## Records to use
•••••

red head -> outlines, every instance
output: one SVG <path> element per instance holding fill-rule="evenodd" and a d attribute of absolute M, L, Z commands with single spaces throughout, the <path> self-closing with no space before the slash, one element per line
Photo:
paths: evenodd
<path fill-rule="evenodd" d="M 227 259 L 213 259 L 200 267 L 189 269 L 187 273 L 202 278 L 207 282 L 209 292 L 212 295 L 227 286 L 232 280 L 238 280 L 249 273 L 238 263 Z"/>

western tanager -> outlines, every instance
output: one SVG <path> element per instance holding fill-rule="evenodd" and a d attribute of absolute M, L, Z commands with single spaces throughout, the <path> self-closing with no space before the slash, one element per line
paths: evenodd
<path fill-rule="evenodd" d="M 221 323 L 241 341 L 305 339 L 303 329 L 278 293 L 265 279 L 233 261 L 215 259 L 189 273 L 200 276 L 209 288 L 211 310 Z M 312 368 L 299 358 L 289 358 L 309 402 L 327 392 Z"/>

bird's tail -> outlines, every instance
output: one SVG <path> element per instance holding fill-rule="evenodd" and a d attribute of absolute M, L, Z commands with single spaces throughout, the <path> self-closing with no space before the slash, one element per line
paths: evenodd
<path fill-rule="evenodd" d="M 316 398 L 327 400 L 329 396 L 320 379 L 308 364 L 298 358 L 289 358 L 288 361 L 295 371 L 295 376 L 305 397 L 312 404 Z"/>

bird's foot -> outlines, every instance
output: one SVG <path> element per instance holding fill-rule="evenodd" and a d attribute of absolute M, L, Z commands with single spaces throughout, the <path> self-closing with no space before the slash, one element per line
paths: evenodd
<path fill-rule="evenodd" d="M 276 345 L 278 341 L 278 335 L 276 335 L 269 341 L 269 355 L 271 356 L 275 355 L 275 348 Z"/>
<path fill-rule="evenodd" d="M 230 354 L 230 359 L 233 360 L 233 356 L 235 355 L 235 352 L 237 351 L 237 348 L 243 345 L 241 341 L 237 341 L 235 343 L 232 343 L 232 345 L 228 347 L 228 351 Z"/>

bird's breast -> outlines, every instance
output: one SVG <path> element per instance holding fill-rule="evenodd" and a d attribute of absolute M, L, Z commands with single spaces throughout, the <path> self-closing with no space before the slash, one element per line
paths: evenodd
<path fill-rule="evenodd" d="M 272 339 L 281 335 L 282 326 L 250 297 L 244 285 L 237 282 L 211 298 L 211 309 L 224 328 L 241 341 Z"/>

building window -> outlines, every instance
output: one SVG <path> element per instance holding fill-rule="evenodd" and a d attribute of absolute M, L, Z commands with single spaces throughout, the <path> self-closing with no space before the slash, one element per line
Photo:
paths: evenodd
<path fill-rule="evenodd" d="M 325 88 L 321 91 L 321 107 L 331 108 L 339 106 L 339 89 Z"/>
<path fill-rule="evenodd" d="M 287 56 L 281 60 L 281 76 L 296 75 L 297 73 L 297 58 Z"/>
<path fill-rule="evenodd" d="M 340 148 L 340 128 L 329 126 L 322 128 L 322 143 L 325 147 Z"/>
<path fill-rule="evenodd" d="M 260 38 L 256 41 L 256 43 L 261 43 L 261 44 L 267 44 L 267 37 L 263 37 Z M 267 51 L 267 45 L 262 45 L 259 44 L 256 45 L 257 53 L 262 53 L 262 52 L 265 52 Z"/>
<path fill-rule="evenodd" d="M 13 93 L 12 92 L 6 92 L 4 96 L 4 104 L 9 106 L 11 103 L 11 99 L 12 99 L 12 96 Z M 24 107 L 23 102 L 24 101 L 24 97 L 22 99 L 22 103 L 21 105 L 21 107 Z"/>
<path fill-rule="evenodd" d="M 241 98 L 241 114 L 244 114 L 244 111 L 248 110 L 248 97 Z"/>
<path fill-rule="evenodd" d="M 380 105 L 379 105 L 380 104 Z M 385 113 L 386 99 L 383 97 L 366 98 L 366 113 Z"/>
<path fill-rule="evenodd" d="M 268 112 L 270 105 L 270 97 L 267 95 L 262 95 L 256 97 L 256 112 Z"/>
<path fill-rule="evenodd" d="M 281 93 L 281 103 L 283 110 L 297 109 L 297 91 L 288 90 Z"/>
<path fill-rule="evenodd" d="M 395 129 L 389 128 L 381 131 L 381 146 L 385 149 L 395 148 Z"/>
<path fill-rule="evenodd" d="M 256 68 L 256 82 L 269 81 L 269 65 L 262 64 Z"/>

•••••

## Problem to solve
Scale the records above from their start through the line holding "227 259 L 213", inclusive. Write out every line in that span again, multiplying each path coordinate by 1.25 and rounding to whole numbers with halves rounded up, and leave all other text unchanged.

## The output
red head -> outlines, every instance
output: one SVG <path> element per instance holding fill-rule="evenodd" and a d attribute of absolute M, L, Z commands with single spaces throughout, the <path> self-closing with no space before the slash, one element per line
Photo:
paths: evenodd
<path fill-rule="evenodd" d="M 284 324 L 266 324 L 250 334 L 236 336 L 234 341 L 253 348 L 259 353 L 261 365 L 265 369 L 284 358 L 290 350 L 298 350 L 311 341 L 298 329 Z"/>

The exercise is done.